▶ **What is required**
Take the line that has "Tag the orange" and all the lines that come after it in the records, and write them out again exactly. Add no other line.

[Exercise materials — start]

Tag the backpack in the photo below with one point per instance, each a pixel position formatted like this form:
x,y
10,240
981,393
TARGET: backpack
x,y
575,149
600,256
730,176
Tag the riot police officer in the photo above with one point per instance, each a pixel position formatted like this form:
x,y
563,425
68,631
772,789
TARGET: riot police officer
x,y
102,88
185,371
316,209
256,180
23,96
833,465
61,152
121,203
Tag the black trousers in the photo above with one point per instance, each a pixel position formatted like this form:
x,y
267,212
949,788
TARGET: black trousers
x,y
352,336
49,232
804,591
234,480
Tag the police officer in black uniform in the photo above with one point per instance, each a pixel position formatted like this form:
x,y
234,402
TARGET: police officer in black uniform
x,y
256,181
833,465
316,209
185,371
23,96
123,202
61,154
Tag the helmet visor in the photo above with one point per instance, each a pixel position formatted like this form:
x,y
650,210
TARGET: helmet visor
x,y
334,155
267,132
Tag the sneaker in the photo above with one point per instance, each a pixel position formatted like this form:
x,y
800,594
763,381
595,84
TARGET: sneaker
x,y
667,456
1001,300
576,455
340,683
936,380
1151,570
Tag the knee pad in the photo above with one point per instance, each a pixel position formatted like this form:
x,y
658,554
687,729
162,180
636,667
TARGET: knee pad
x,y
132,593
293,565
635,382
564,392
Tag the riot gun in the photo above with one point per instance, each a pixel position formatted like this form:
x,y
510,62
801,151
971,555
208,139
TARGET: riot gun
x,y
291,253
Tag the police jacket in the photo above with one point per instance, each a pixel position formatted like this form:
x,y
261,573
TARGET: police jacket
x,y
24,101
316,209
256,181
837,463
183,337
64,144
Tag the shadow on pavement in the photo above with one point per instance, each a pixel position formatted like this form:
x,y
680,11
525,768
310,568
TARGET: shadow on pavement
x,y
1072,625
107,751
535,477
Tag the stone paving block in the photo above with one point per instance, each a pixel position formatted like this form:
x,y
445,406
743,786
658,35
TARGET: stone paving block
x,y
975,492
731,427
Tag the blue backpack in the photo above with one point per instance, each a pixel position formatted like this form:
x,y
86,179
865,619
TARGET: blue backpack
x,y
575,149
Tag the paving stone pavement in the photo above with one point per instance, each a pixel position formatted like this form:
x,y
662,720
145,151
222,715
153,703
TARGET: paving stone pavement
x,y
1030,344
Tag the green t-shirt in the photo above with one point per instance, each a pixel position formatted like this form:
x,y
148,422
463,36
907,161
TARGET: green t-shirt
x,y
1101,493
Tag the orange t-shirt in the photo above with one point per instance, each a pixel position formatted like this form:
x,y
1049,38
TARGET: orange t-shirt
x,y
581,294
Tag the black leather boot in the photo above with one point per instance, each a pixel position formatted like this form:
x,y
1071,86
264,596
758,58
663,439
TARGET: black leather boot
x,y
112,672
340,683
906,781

[Exercise materials — finish]

▶ **Answer to the exercise**
Tag the orange t-shirt in the photo above with one point per instance, each a pixel position formatted like this form:
x,y
1049,38
TARGET: orange t-shirt
x,y
581,294
Tag the black leather boot in the photo above with one point per instance, each a pixel position formatted like this form:
x,y
1071,86
264,596
758,58
663,439
TARGET: black leather boot
x,y
112,672
340,683
906,781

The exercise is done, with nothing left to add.